→ To do: When the line containing "Task: Could you identify the backpack" appears in the data below, begin copying there and stop only after the line containing "Task: Could you identify the blurred".

(Natural language region descriptions)
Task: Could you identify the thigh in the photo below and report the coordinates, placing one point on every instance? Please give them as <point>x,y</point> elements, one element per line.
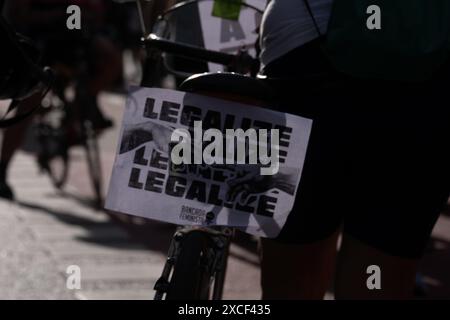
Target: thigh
<point>401,179</point>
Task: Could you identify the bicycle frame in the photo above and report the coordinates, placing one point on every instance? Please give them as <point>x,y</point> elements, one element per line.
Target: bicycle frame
<point>220,237</point>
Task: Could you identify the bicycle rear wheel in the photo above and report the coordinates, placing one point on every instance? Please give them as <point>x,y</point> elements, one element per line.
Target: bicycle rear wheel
<point>192,274</point>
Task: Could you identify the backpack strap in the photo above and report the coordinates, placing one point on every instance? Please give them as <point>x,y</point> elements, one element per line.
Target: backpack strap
<point>311,13</point>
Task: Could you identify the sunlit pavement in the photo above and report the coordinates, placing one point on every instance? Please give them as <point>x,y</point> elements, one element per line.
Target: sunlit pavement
<point>46,231</point>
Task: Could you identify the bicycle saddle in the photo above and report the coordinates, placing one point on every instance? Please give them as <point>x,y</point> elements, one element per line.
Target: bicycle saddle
<point>230,85</point>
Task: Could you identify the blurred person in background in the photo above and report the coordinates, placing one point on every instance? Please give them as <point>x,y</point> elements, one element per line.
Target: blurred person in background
<point>44,21</point>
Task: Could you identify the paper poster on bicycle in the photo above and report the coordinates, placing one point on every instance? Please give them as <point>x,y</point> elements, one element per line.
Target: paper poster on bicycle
<point>189,159</point>
<point>230,35</point>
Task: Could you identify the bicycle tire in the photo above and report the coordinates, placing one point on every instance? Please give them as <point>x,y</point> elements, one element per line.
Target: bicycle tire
<point>93,161</point>
<point>191,278</point>
<point>59,179</point>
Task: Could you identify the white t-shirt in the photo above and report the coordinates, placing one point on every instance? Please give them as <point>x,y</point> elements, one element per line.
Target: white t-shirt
<point>287,25</point>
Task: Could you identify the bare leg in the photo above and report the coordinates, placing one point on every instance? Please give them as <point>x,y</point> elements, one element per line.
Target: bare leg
<point>297,271</point>
<point>397,274</point>
<point>12,139</point>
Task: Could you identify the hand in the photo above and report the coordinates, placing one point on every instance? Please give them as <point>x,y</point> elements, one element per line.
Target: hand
<point>137,134</point>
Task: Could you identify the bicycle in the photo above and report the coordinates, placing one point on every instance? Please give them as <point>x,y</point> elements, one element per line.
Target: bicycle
<point>64,123</point>
<point>197,257</point>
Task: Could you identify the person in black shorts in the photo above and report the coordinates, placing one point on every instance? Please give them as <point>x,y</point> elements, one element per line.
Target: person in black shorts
<point>377,169</point>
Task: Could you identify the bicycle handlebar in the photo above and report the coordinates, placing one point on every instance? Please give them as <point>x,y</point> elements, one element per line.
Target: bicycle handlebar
<point>152,41</point>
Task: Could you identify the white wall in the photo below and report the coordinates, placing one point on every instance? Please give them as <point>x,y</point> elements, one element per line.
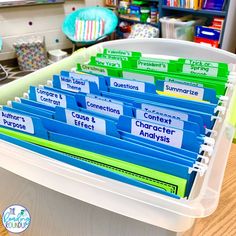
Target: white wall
<point>46,20</point>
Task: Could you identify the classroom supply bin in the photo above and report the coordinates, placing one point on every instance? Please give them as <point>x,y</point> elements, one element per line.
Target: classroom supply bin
<point>179,28</point>
<point>64,200</point>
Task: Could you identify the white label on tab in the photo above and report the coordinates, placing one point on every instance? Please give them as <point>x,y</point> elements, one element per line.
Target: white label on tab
<point>94,69</point>
<point>118,52</point>
<point>16,121</point>
<point>157,133</point>
<point>201,63</point>
<point>159,119</point>
<point>200,70</point>
<point>85,121</point>
<point>138,77</point>
<point>50,98</point>
<point>184,90</point>
<point>165,112</point>
<point>74,85</point>
<point>104,107</point>
<point>152,65</point>
<point>173,80</point>
<point>108,62</point>
<point>86,77</point>
<point>127,84</point>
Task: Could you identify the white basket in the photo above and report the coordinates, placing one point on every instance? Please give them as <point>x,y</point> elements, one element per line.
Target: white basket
<point>167,213</point>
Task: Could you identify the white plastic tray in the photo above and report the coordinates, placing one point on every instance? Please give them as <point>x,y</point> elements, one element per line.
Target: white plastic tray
<point>149,207</point>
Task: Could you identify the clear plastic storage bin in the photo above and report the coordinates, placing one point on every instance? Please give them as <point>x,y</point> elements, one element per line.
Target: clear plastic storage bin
<point>181,28</point>
<point>64,200</point>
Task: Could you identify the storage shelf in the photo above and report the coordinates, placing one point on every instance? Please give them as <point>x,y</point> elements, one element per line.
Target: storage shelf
<point>137,21</point>
<point>206,12</point>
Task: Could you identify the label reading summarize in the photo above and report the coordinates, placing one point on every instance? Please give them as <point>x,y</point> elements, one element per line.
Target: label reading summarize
<point>201,63</point>
<point>108,62</point>
<point>118,52</point>
<point>16,121</point>
<point>165,112</point>
<point>85,77</point>
<point>107,108</point>
<point>127,84</point>
<point>74,85</point>
<point>152,65</point>
<point>173,80</point>
<point>184,90</point>
<point>157,133</point>
<point>94,69</point>
<point>200,70</point>
<point>138,77</point>
<point>85,121</point>
<point>159,119</point>
<point>50,98</point>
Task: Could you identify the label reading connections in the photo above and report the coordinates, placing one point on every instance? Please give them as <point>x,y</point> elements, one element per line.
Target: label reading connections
<point>74,85</point>
<point>157,133</point>
<point>184,90</point>
<point>94,70</point>
<point>200,70</point>
<point>50,98</point>
<point>107,108</point>
<point>159,119</point>
<point>16,121</point>
<point>127,84</point>
<point>152,65</point>
<point>85,121</point>
<point>138,77</point>
<point>165,112</point>
<point>85,77</point>
<point>173,80</point>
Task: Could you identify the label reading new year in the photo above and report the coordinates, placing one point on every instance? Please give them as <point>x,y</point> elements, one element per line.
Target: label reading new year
<point>94,69</point>
<point>107,108</point>
<point>118,52</point>
<point>138,77</point>
<point>200,70</point>
<point>173,80</point>
<point>157,133</point>
<point>201,63</point>
<point>85,121</point>
<point>85,77</point>
<point>184,90</point>
<point>16,121</point>
<point>74,85</point>
<point>127,84</point>
<point>152,65</point>
<point>159,119</point>
<point>108,62</point>
<point>165,112</point>
<point>50,98</point>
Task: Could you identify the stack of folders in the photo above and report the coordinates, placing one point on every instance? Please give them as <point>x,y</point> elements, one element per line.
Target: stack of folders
<point>143,121</point>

→ Answer for the task:
Task: Could you identify the backpack strap in the photo above and report the coordinates, placing one point on every instance? Please give them as <point>x,y</point> elements, one element per line.
Target: backpack strap
<point>311,13</point>
Task: Could you identify the sunlit pavement in the photo above and report the coordinates, placing one point on every instance? Please give them as <point>x,y</point> elements, one element per line.
Target: sunlit pavement
<point>46,231</point>
Task: Could you identify the bicycle saddle in the photo above and report the coordinates, placing one point on every instance? Please give them as <point>x,y</point> elements, one element per line.
Target: bicycle saddle
<point>230,85</point>
Task: Could you identify the blurred person in background in the photo above and report the coordinates, placing one point on every instance? Please give them as <point>x,y</point> elements, one element per line.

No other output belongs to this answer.